#### DATASET RECORDS ####

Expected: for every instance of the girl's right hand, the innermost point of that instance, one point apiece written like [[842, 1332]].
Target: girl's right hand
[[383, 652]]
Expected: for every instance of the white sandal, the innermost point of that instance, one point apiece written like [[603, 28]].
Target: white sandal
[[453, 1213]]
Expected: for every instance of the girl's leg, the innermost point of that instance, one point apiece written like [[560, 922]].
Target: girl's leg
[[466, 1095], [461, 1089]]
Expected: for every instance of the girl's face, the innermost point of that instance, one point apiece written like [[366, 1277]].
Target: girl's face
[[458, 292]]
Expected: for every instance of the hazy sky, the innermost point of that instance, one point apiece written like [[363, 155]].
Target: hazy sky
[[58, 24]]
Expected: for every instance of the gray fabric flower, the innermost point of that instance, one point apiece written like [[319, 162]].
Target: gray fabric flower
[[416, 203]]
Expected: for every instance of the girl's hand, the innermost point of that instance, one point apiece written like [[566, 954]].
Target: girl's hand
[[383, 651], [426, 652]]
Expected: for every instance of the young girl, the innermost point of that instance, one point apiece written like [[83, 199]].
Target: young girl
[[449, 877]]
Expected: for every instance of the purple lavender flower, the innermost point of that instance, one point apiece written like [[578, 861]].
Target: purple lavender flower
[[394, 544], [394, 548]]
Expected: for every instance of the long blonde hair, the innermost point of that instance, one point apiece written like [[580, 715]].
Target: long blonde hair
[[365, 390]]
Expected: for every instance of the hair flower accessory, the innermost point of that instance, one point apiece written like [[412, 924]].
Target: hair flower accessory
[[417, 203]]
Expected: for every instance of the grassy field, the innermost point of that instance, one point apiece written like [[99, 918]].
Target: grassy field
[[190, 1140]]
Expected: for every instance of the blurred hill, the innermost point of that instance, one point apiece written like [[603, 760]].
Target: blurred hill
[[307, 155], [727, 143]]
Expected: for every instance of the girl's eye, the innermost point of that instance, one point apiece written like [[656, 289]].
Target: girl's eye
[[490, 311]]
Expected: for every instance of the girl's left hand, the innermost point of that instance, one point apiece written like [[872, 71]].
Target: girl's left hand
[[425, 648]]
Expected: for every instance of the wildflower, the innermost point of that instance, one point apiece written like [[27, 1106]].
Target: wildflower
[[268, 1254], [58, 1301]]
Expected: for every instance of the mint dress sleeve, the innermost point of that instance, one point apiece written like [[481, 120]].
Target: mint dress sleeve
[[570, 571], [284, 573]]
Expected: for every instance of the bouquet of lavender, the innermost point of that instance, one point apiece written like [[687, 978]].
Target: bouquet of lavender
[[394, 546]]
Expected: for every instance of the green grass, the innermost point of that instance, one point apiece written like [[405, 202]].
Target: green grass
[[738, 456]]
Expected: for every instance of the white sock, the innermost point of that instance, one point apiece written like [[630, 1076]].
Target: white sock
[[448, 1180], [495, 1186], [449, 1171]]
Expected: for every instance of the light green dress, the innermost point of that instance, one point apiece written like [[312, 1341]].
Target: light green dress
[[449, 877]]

####

Retype every one of the items above word for word, keeping their original order.

WRITTEN RESPONSE:
Expected: for every instance of the girl's right hand, the innermost point of that instance, one point apiece written like [[842, 1332]].
Target: girl's right hand
[[383, 652]]
Expected: for every instance of the white sandal, the innermost point of that instance, one point apiece written like [[603, 28]].
Target: white sandal
[[453, 1213]]
Expected: for every instance of the girl's leg, the innermost point of that instance, one point apiece written like [[560, 922]].
Target: girl's leg
[[466, 1095], [461, 1089]]
Expected: for every instance of the girl's face, the innermost point of that instance, one point apiece written like [[366, 1277]].
Target: girl's face
[[458, 292]]
Expected: for every instance of the hazy sky, the innermost point of that instance, one point apiece written like [[363, 155]].
Target: hazy sky
[[58, 24]]
Expected: for every instance of the gray fabric flower, the innermost point of that instance, one point apiece written like [[319, 162]].
Target: gray fabric flower
[[416, 203]]
Expected: for every instance of the girl's hand, the innermost point of that instance, one point apiece written like [[566, 954]].
Target: girl's hand
[[383, 651], [426, 652]]
Expected: for every instance of the young girl, the innermost point of that instance, one point apiece written like [[83, 199]].
Target: young girl
[[449, 877]]
Expected: for every instance of the purple lavender flower, the innermost point of that instance, one point apiece written like [[578, 861]].
Target: purple lavender flower
[[394, 544], [394, 548]]
Expected: for every instance of the long blonde hair, the innermost point of that instance, one point apiece written like [[580, 715]].
Target: long blonde hair
[[365, 390]]
Expected: for every instance of the hair flower accessory, the innermost point of that instance, one point apiece written like [[412, 924]].
Target: hair flower accessory
[[417, 203]]
Expected: for every instance of the grassy field, the innermost point of that instance, one point apiece written like [[99, 918]].
Target: grassy field
[[190, 1140]]
Expected: for every instance of the blurred hill, the innermost point of that instance, one point apiece written like [[603, 760]].
Target: blurred hill
[[307, 155], [727, 143]]
Expected: for every instance of the girl's eye, the innermost point of that instance, one point apiece written like [[656, 289]].
Target: girl's eye
[[490, 311]]
Expected: for every instance of the girl's left hand, the innermost point of that instance, one point apiece written like [[872, 71]].
Target: girl's left hand
[[425, 648]]
Expected: for every instance of the wildflower, the innermost point of that instance, one point apiece written like [[27, 1106]].
Target: wildflower
[[268, 1254], [58, 1301]]
Expected: for every instance of the mint dress sleeve, the innermost point of that instance, one point apiece written like [[481, 120]].
Target: mint dress sleeve
[[570, 571], [284, 573]]
Expected: for every instance of the bouquet of lavender, the innermost point of that instance, one point apiece written like [[687, 978]].
Target: bouquet of lavender
[[394, 546]]
Expected: for every instance of the green grass, the innermost point of that instance, one point apiece written like [[405, 202]].
Target: green grass
[[738, 456]]
Expected: for every instance of the white sock, the innermost point of that instance, one point apiece written like [[630, 1076]].
Target: white sock
[[448, 1180], [495, 1186], [449, 1171]]
Expected: for every instance of the light green dress, the innermost point of that instance, one point apiece written like [[312, 1341]].
Target: light green dress
[[449, 877]]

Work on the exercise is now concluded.